_WHAT TO DO_
Continue the blog post below about the Supreme Court's ruling on the partial-birth abortion ban, starting after its last sentence.

_GIVEN TEXT_
....

I haven’t yet posted on last week’s decision because I don’t know what to think of it

But above is Judie Brown’s very insightful commentary. I commented on her blog, and she responded.

I really don’t think this decision does very much.

I don’t like how it is all based upon the Justices’ “medical diagnosis,” how they’re continuing to usurp not just the right to legislate but the right to make medical decisions, as well.

However, as I posted on Judie’s blog, I see one bright point. A few years ago, Norma McCorvey and Sandra Cano sued a few years ago to have “their” verdicts overturned on the grounds that the facts showed the verdict to be wrong. As I recall, Kennedy was the justice in charge of whether the SC heard the case, and dismissed it. I also recall blogging about it rather heatedly.

Anyway, this decision says that the federal ban pashed by Bush meets and slightly alters the standards set in the _Nebraska_ decision, because the medical facts are different (or at least were presented differently to the Court). The Court ruled that the procedure commonly known as “partial-birth abortion” (which is just one form of late-term abortion) is never medically necessary, because there are other ways to kill the baby. However, they still acknowledged that a previous precedent can be modified by different facts.

....

_PROVIDED INFORMATION_

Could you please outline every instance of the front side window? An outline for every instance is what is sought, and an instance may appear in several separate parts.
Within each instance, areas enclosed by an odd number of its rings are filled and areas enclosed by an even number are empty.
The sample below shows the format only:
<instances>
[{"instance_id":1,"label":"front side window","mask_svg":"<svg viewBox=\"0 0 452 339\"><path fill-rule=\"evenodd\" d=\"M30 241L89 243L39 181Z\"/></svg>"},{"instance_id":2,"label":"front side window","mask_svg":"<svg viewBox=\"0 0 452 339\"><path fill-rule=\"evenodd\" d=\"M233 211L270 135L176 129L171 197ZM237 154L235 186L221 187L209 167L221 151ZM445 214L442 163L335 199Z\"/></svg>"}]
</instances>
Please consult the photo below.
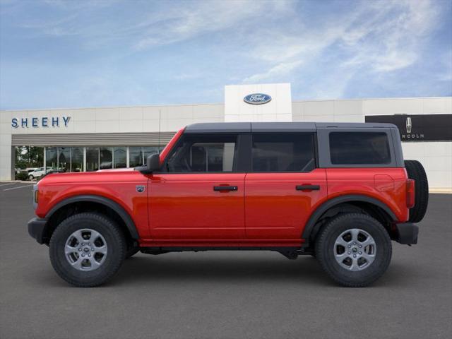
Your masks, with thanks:
<instances>
[{"instance_id":1,"label":"front side window","mask_svg":"<svg viewBox=\"0 0 452 339\"><path fill-rule=\"evenodd\" d=\"M170 155L166 171L173 173L232 172L237 135L186 135Z\"/></svg>"},{"instance_id":2,"label":"front side window","mask_svg":"<svg viewBox=\"0 0 452 339\"><path fill-rule=\"evenodd\" d=\"M331 132L330 157L333 165L389 164L388 136L384 132Z\"/></svg>"},{"instance_id":3,"label":"front side window","mask_svg":"<svg viewBox=\"0 0 452 339\"><path fill-rule=\"evenodd\" d=\"M86 148L86 172L94 172L99 170L99 148Z\"/></svg>"},{"instance_id":4,"label":"front side window","mask_svg":"<svg viewBox=\"0 0 452 339\"><path fill-rule=\"evenodd\" d=\"M310 172L315 164L313 133L253 135L252 172Z\"/></svg>"}]
</instances>

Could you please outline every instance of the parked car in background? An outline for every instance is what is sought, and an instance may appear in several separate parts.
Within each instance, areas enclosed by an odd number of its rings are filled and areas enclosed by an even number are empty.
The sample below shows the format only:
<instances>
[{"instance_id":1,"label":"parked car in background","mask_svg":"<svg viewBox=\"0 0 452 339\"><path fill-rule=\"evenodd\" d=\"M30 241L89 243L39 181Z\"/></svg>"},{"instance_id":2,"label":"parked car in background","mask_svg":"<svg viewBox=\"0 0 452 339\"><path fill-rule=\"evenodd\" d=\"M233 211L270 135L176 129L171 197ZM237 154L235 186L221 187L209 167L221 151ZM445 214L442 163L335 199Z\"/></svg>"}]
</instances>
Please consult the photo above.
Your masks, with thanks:
<instances>
[{"instance_id":1,"label":"parked car in background","mask_svg":"<svg viewBox=\"0 0 452 339\"><path fill-rule=\"evenodd\" d=\"M28 179L30 180L35 180L52 170L52 167L47 167L46 170L44 170L44 167L37 167L28 173Z\"/></svg>"}]
</instances>

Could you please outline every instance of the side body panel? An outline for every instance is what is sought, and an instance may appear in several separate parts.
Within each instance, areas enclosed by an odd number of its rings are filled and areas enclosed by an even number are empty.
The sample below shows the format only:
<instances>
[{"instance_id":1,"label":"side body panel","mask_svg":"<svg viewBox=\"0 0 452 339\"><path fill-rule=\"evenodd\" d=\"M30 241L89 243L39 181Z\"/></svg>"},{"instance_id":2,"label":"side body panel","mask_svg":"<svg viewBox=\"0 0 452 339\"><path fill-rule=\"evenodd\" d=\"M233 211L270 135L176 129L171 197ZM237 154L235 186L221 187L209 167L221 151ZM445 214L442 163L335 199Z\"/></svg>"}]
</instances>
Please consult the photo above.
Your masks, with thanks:
<instances>
[{"instance_id":1,"label":"side body panel","mask_svg":"<svg viewBox=\"0 0 452 339\"><path fill-rule=\"evenodd\" d=\"M299 185L318 190L297 190ZM246 237L256 242L301 241L311 213L327 196L326 170L309 173L248 173L245 179Z\"/></svg>"},{"instance_id":2,"label":"side body panel","mask_svg":"<svg viewBox=\"0 0 452 339\"><path fill-rule=\"evenodd\" d=\"M149 177L155 244L244 239L244 173L159 173ZM214 190L220 186L237 189Z\"/></svg>"}]
</instances>

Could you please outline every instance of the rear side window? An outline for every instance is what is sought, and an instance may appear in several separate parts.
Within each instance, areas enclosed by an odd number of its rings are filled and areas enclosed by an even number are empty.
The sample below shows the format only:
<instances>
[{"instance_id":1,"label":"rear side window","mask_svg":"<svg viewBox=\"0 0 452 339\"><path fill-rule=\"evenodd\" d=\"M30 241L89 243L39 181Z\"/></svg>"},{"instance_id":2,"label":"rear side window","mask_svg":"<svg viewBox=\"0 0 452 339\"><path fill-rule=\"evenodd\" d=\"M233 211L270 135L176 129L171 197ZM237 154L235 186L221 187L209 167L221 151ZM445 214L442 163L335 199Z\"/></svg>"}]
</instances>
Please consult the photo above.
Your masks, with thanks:
<instances>
[{"instance_id":1,"label":"rear side window","mask_svg":"<svg viewBox=\"0 0 452 339\"><path fill-rule=\"evenodd\" d=\"M253 135L252 172L310 172L314 168L313 133Z\"/></svg>"},{"instance_id":2,"label":"rear side window","mask_svg":"<svg viewBox=\"0 0 452 339\"><path fill-rule=\"evenodd\" d=\"M330 156L333 165L389 164L388 136L383 132L331 132Z\"/></svg>"}]
</instances>

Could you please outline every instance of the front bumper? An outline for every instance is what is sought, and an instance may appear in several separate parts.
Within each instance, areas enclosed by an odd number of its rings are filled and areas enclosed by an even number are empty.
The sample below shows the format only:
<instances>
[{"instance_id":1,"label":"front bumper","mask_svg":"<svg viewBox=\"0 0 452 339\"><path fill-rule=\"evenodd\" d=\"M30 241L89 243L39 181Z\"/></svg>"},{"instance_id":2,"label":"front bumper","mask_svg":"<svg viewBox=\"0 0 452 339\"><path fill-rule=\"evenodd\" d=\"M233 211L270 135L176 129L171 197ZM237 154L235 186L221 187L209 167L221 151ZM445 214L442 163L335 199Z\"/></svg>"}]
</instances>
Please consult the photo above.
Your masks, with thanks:
<instances>
[{"instance_id":1,"label":"front bumper","mask_svg":"<svg viewBox=\"0 0 452 339\"><path fill-rule=\"evenodd\" d=\"M419 227L411 222L396 224L396 241L400 244L417 244L417 234Z\"/></svg>"},{"instance_id":2,"label":"front bumper","mask_svg":"<svg viewBox=\"0 0 452 339\"><path fill-rule=\"evenodd\" d=\"M47 219L33 218L28 222L28 234L32 238L36 239L39 244L45 242L45 228L47 223Z\"/></svg>"}]
</instances>

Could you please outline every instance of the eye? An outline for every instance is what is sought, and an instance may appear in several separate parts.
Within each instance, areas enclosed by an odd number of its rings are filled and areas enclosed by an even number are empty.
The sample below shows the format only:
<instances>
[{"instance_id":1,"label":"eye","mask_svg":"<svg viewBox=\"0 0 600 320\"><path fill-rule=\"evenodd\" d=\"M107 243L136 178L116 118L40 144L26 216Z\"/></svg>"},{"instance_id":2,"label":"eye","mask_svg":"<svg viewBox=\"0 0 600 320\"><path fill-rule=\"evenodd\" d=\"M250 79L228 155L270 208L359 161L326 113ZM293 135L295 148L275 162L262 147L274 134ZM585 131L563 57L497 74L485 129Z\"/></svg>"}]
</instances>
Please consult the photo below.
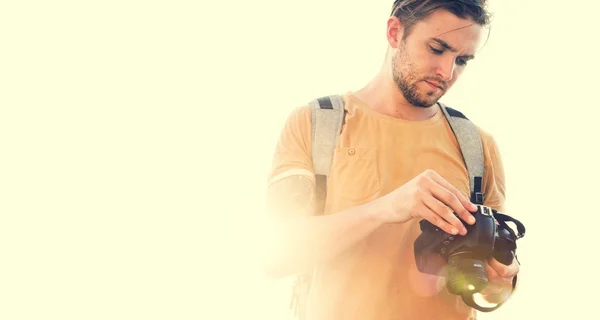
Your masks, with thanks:
<instances>
[{"instance_id":1,"label":"eye","mask_svg":"<svg viewBox=\"0 0 600 320\"><path fill-rule=\"evenodd\" d=\"M429 50L431 50L431 52L433 52L434 54L437 54L437 55L444 53L444 50L436 49L432 46L429 46Z\"/></svg>"}]
</instances>

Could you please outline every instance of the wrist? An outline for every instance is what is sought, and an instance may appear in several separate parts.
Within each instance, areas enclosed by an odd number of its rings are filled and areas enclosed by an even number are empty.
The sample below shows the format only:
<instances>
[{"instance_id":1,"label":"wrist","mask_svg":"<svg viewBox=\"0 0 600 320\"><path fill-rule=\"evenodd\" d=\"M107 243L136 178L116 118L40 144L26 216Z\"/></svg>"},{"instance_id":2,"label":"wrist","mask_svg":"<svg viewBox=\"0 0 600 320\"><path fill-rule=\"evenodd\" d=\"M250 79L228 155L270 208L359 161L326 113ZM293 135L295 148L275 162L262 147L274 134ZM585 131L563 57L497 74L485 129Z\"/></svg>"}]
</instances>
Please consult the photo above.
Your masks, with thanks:
<instances>
[{"instance_id":1,"label":"wrist","mask_svg":"<svg viewBox=\"0 0 600 320\"><path fill-rule=\"evenodd\" d=\"M377 225L384 225L393 222L393 212L391 208L386 205L385 201L381 201L382 198L371 201L366 204L366 212L369 216L369 221Z\"/></svg>"}]
</instances>

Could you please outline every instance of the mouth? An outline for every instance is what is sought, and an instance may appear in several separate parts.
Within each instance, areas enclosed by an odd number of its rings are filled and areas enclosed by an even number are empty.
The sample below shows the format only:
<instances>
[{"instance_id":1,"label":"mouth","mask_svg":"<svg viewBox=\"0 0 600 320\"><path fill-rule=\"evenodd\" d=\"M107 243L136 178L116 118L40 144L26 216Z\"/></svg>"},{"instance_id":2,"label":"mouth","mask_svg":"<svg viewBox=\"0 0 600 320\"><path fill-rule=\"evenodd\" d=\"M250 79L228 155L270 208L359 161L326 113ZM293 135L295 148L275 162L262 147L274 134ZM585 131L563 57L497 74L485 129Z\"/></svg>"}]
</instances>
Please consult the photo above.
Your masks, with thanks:
<instances>
[{"instance_id":1,"label":"mouth","mask_svg":"<svg viewBox=\"0 0 600 320\"><path fill-rule=\"evenodd\" d=\"M427 80L425 80L425 82L434 89L440 89L442 91L444 90L444 86L442 86L441 84L439 84L437 82L432 82L432 81L427 81Z\"/></svg>"}]
</instances>

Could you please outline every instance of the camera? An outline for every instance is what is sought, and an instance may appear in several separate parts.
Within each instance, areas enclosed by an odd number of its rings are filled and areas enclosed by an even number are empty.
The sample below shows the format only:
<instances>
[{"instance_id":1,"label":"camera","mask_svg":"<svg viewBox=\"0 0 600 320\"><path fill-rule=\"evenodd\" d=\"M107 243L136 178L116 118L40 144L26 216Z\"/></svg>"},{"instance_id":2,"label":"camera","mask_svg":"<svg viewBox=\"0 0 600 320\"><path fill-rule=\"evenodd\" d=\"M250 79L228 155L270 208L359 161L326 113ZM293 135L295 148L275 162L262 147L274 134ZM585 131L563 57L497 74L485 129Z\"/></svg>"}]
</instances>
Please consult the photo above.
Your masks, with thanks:
<instances>
[{"instance_id":1,"label":"camera","mask_svg":"<svg viewBox=\"0 0 600 320\"><path fill-rule=\"evenodd\" d=\"M465 223L467 234L464 236L449 234L421 220L422 233L414 243L417 269L445 276L448 291L462 296L471 306L472 295L488 284L485 260L493 257L510 265L516 259L516 241L525 234L525 226L520 221L490 207L477 205L473 216L476 222ZM508 222L516 225L516 233Z\"/></svg>"}]
</instances>

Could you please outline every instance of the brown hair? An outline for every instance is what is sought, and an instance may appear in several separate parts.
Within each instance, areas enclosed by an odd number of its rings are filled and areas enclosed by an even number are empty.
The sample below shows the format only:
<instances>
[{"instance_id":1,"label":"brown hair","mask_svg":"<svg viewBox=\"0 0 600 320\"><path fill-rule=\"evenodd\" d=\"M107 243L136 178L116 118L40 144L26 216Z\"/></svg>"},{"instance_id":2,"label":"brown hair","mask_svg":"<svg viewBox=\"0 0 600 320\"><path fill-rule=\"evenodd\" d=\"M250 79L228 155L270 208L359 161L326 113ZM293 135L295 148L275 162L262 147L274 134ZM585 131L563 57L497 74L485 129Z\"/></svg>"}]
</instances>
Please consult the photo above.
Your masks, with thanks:
<instances>
[{"instance_id":1,"label":"brown hair","mask_svg":"<svg viewBox=\"0 0 600 320\"><path fill-rule=\"evenodd\" d=\"M403 38L406 38L415 23L438 9L445 9L459 18L470 18L479 25L487 26L491 14L486 10L486 4L486 0L395 0L391 15L402 22Z\"/></svg>"}]
</instances>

....

_ANSWER TO THIS PROBLEM_
To me, this seems that it’s a precedent for McCorvey and Cano to re-present their cases to the Court.

Of course, as anyone who knows the Constitution (and this blog) should be aware, the Constitution gives Congress the right to limit the jurisdiction of the federal (and Supreme) courts.
The Republicans could have settled the whole abortion issue totally by passing a law banning the federal courts from ruling on abortion cases. That would have nullified _Roe_ and all subsequent decisions, but they didn’t do it. In the Schiavo case, of course, they *used* that constitutional power to tell the courts *to* hear the Schiavo case, and the courts defied Congress. Threats of charging the relevant judges with contempt of Congress were met with a backlash from the liberals, and the milquetoast Republicans backed down. (Most of these events were discussed here when they happened; I simply don’t ahve time right now to cite all these things).